• [EXERCISES TO COMPLETE]
1. Which individual people are named in the passage about the song "My Bag"?
2. Extend the passage about (G)I-dle's song "My Bag" from its last sentence.

"My Bag" (stylized in all caps) is a song by South Korean girl group (G)I-dle for their first studio album, I Never Die released on March 14, 2022, as the eight-track on the album. Written by Soyeon and co-produced by Nathan, the song's musical style focuses on the rap by all members of (G)I-dle as Soyeon commented the song "[is] something that only (G)I-dle can do". A part of the song interpolates elements from their debut single "Latata", which was released on May 2, 2018.

Background and composition
On February 17, 2022, Cube Entertainment announced that (G)I-dle will be making a comeback in March about a year and two months since I Burn released in January 2021, and is preparing for a new album. On February 24, it was reported that the group will be releasing their debut studio album, I Never Die on March 14 digitally. "My Bag" was written and composed by Soyeon, with additional composition credits by Nathan and Flip_00. (G)I-dle's Shuhua said the song is the album's "special song" and shared: I did rap and that made me want to be a cool rapper like Soyeon. I want to learn from her.

• [MATERIAL PROVIDED]
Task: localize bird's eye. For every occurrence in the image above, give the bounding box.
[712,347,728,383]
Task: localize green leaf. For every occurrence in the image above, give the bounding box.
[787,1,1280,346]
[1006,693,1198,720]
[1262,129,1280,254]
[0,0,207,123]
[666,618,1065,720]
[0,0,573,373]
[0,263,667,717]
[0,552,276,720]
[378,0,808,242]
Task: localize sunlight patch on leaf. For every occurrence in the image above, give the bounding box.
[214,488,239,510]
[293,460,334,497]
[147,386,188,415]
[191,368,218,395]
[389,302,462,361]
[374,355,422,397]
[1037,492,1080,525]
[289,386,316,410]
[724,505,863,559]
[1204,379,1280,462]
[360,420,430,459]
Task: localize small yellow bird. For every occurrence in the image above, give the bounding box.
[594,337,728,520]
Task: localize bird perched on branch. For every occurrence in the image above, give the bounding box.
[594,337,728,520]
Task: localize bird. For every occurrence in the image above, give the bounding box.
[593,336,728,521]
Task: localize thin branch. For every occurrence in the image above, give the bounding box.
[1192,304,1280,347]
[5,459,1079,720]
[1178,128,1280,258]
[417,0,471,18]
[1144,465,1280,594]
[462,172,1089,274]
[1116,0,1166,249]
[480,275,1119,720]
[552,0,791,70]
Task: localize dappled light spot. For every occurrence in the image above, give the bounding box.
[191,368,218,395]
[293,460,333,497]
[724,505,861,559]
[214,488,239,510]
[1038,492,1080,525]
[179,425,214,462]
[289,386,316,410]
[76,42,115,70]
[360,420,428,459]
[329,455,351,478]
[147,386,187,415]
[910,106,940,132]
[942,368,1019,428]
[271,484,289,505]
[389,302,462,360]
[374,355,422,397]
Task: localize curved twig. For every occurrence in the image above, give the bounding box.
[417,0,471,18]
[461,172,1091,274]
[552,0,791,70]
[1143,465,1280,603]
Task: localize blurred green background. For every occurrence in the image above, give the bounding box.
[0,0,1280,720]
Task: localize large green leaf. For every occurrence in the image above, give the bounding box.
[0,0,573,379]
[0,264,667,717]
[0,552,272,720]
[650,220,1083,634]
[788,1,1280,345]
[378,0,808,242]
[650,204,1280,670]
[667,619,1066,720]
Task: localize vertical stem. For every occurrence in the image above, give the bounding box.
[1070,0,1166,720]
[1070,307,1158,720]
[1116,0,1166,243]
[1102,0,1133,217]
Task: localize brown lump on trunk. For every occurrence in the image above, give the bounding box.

• [SOLVED TASKS]
1. Soyeon, Nathan, Flip_00 and Shuhua.

2.
"My Bag" is a hip-hop track that has a strong bass accompanied by catchy Korean rhymes. In terms of musical notation, the song is composed in the key of G-sharp minor, with a tempo of 94 beats per minute, and runs for two minutes and forty seconds.

Critical reception
Tanu I. Raj of NME stated that "My Bag" is "bombastic and proud" as the song fits (G)I-dle, further describing the song "falls prey to hyperbolic and outdated hip-hop trappings – flexing wealth can only be so fresh – the neat arrangement balances it out". Writing for Genius, Addison Murray labelled the track as a "flex anthem" and noted the track's similarity to their debut track "Latata" commenting that "they're celebrating their past achievements while flaunting their current success". Sofia Gomez from The Kraze describe that the song when it "plays on your speakers, this is the moment to have fun and enjoy the vibey hip-hop track that will be liked by many for its eccentric style."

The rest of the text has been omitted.